(Selected extract):
* START *

Source: Dyer, Standards of Living, p. 70.

Then there was household expenditure on heating, candles, furniture, gardening, and so on. When a person overspent on one category he naturally saved on another. On the whole, food, clothing, and household expenses usually involved a good 60 to 80 percent of the expenditure on current consumption of the rich and the well-to-do.

The combination of pronounced inequality of income distribution and a low level of real wages favored the demand for domestic services. This demand was highly elastic in relation to income as the number of servants was a symbol of opulence. Even at the end of the eighteenth century, a girl like Mary Berry, who belonged to a well-off but not very rich English family, in planning with her fiancé the balance sheet of their future household, came to the conclusion that provision had to be made to cover “the wages of four women servants – a housekeeper, a cook under her, a housemaid and a lady’s maid – three men servants and the coachman.”60

As we shall see later, the number of servants in relation to population was very high and, of course, domestics were concentrated in the houses of the rich and the well-to-do (see Table 2.9). Nevertheless, given the low average level of wages, servants’ pay did not generally represent more than 1 to 2 percent of the consumption expenditure of moneyed families, although in exceptional cases it could reach 10 percent. One should add, however, that the money wages actually paid to servants did not represent the total effective expenditure on them. In order to evaluate this expenditure, one should take into account the costs of food, lodging, heating, and other items provided for servants by their employers. Toward the end of the seventeenth century, the very wealthy Cornelis de Jonge van Ellemeet of Amsterdam spent about forty florins a year to clothe each one of his ten servants. In addition Van Ellemeet spent on each servant about seventeen florins for meat, eighteen florins for butter, and unspecified amounts for drinks, heating, accommodation, and other facilities. The average individual wage of the servants was some seventy florins a year.61 Clearly wages represented only a minor part of expenditure on servants. The situation was not appreciably different in the homes of the less wealthy. If the maid of the Florentine craftsman Bartolomeo Masi was able to save fourteen florins in five years, it was because her food, accommodation, and probably some clothing were provided by her employer’s family.

It would be a serious mistake to believe that the demand for services by the wealthy classes was limited to the demand for domestic servants. The variety of service personnel in demand included lawyers and notaries; teachers for children; persons performing religious ministrations; various workers and artists who maintained and embellished the living quarters; in the case of the nobility, various types of entertainers, such as musicians, poets, dwarfs and jesters, falconers, and stable boys; and last, but not least, doctors, in connection with which, early in the eighteenth century, the famous physician, Dr Bernardino Ramazzini, commented,

If the laborer does not recover rapidly he returns to the workshop still ailing and he neglects the doctor’s prescriptions, if they stretch over a long period. Certain things can only be done for the rich who can afford to be ill.62

The consumption of the wealthy, even when it had overtones of extravagance, never showed much variety. The economic system and the state of the arts did not offer the consumer the great variety of products and services which characterize industrial societies. Food, clothing, and housing were by far the major items of expenditure of the rich. The difference between the rich and the poor was that the rich spent extravagantly on all three items, while the poor often did not have enough to buy food. Moreover, the mass of the populace had no opportunity to save, while the rich, although indulging in conspicuous consumption, did.

* END *

(Required task 1): According to the excerpt on the spending of the rich, what share of expenditure on current consumption of the rich and the well-to-do usually went to food, clothing, and household expenses?

(Records to use):
* START *

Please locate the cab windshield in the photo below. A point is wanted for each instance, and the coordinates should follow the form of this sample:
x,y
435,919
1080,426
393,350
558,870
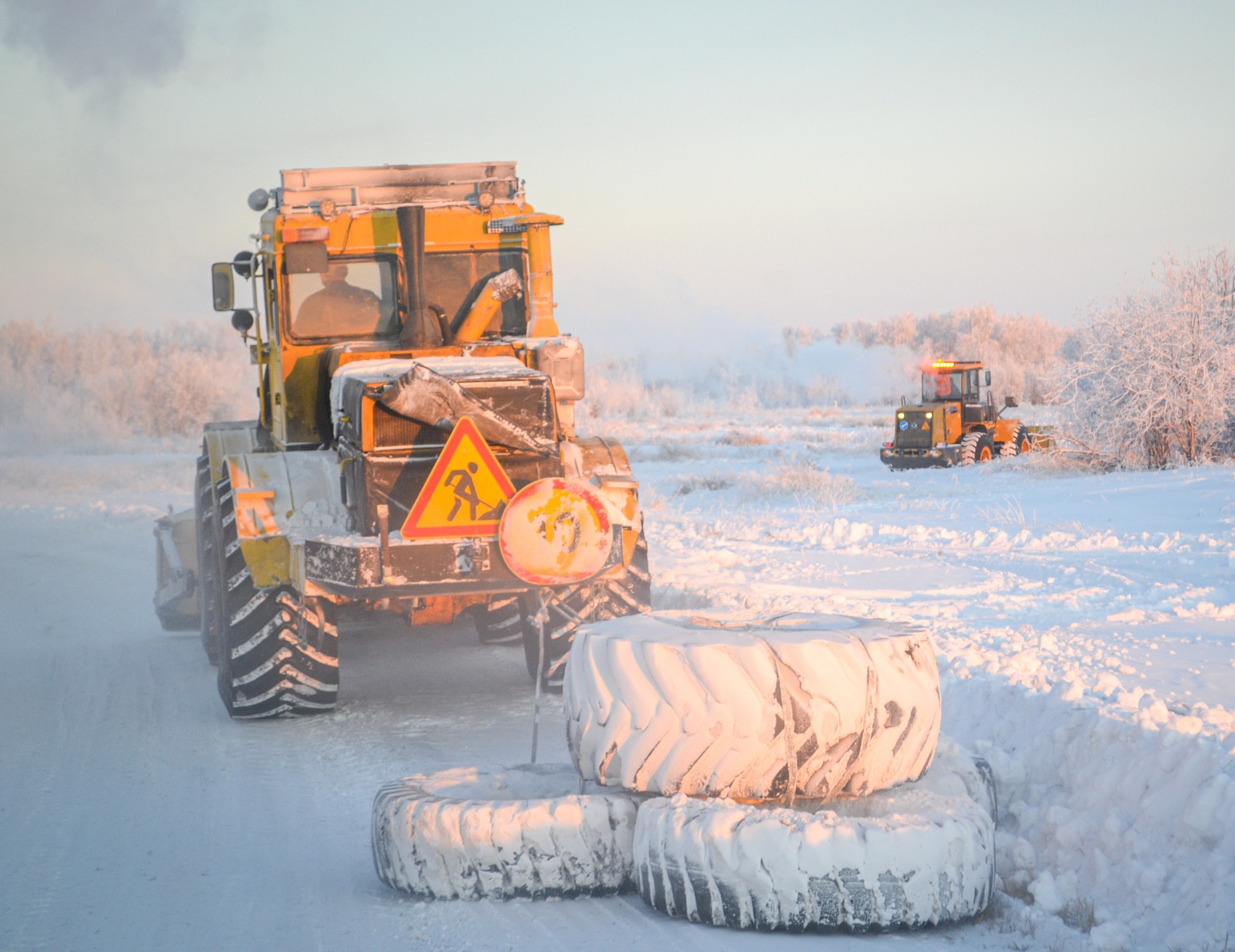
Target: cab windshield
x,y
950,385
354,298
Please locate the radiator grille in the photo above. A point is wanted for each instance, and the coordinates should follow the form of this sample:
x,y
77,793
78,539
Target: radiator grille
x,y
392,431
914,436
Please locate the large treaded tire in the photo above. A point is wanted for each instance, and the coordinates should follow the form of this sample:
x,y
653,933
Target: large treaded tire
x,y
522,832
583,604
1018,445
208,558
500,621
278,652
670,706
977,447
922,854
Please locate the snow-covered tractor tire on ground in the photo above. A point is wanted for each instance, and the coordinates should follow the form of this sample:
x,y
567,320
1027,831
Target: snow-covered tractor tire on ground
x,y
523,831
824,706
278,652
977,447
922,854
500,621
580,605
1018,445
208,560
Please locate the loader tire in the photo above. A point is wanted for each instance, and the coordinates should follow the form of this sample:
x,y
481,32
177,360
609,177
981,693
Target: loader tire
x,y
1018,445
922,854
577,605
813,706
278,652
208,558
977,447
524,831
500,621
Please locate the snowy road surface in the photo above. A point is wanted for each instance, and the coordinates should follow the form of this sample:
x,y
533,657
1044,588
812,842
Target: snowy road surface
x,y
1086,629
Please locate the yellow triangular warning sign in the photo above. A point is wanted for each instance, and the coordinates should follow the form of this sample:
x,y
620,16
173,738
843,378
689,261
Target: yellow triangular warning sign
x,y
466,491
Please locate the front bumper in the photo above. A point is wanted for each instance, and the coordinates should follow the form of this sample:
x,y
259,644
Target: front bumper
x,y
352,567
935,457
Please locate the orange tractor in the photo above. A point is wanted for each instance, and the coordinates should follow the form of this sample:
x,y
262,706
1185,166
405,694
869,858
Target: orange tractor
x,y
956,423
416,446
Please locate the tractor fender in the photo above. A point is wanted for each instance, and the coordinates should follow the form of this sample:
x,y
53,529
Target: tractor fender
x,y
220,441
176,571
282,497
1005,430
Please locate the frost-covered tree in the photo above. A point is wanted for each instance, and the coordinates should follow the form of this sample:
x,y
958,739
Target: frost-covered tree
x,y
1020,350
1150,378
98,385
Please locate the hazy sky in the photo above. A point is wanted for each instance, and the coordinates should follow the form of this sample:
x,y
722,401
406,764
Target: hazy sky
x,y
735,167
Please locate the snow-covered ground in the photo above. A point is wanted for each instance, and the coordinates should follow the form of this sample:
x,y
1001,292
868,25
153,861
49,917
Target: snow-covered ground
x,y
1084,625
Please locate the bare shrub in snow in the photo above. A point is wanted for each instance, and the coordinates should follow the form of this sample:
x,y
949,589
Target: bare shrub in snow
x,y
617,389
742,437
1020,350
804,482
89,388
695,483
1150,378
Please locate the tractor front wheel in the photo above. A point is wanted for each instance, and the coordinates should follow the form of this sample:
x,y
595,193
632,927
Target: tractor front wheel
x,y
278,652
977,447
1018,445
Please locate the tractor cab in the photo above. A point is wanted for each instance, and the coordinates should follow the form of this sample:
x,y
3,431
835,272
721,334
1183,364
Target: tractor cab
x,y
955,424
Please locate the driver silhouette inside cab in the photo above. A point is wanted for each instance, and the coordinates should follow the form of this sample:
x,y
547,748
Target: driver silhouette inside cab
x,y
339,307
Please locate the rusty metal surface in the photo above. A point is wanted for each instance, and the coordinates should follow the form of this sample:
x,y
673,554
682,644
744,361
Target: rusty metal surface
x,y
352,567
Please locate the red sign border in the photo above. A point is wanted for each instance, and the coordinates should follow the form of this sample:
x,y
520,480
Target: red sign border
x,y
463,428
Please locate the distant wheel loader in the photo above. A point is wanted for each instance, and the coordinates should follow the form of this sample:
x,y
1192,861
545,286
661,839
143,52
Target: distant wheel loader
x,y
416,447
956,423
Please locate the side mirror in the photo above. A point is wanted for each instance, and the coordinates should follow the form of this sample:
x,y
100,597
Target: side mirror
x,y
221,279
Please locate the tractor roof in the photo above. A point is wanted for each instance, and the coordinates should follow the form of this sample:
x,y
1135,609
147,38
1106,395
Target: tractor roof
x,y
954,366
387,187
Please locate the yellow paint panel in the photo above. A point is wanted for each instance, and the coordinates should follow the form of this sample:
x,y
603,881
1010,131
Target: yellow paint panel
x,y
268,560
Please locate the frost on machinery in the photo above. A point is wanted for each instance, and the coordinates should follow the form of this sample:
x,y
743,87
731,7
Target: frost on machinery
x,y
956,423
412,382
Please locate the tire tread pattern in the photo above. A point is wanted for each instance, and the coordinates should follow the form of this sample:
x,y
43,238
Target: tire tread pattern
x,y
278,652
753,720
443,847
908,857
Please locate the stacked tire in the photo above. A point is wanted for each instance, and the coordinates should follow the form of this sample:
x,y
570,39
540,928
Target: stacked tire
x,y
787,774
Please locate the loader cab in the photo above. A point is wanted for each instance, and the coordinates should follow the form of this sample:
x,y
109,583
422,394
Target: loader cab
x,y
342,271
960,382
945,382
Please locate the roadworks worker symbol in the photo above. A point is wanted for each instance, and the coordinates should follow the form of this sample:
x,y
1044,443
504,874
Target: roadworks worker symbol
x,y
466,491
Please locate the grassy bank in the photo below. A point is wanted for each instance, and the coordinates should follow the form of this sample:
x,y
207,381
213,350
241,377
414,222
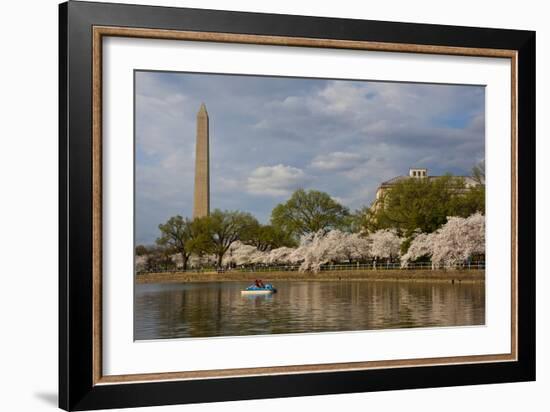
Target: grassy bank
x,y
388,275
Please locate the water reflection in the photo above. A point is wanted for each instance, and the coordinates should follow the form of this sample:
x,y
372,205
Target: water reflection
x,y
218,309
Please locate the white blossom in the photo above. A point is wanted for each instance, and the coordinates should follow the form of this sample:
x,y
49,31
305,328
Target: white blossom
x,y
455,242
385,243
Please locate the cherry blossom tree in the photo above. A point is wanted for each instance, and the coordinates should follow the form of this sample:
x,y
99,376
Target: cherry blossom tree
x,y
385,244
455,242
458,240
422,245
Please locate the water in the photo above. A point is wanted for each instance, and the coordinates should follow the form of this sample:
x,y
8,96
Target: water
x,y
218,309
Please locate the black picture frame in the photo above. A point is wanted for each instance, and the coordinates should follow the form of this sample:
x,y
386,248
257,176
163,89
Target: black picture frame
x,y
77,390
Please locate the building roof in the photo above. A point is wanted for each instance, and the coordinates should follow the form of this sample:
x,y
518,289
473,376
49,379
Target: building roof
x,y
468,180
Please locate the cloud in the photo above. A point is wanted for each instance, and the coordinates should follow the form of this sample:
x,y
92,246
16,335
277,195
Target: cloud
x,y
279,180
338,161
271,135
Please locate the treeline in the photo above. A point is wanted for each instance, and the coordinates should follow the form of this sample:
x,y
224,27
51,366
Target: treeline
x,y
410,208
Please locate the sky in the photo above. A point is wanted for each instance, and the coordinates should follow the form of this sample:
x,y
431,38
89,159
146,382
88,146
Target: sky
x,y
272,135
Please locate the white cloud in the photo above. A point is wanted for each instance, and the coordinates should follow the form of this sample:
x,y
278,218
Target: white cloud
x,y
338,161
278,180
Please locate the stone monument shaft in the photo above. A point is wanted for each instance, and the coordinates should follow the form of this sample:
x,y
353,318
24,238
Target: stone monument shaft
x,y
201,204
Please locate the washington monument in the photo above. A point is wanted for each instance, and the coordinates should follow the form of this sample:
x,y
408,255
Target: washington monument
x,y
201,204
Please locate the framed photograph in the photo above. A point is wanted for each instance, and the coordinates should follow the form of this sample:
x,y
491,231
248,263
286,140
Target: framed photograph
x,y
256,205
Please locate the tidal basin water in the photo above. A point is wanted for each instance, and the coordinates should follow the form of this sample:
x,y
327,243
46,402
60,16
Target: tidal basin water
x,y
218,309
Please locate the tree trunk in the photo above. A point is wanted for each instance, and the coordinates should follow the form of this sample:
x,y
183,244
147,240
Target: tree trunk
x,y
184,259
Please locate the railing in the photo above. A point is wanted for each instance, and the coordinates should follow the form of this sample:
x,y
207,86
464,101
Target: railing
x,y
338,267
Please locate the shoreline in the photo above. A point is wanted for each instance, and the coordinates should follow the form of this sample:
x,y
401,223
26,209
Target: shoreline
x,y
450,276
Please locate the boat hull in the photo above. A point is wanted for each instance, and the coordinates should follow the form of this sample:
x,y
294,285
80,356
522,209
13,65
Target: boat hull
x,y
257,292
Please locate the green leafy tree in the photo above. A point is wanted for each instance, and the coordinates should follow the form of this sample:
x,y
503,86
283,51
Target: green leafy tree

* END *

(Required task 2): Give everything in the entries from the line containing "Please locate the green" down through the last line of the entries as a JSON list of strings, one string per line, with blank lines omitted.

(Final result 1): A good 60 to 80 percent.

(Final result 2):
[
  "Please locate the green leafy tree in the photo above. A point is wanted for each instance, and the coordinates should follow the form of this sample:",
  "x,y",
  "503,86",
  "283,51",
  "Target: green leafy tree"
]